■ Assignment
Write out the data below exactly as given, without any of its pictures.

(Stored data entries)
========
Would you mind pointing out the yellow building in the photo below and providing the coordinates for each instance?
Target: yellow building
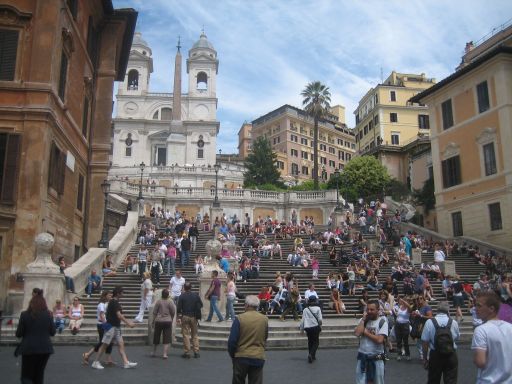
(471, 131)
(290, 131)
(390, 127)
========
■ Response box
Would you mind pointing out the yellow building in the photo below and providing the coordinates for each instance?
Target: yellow building
(471, 131)
(290, 131)
(390, 127)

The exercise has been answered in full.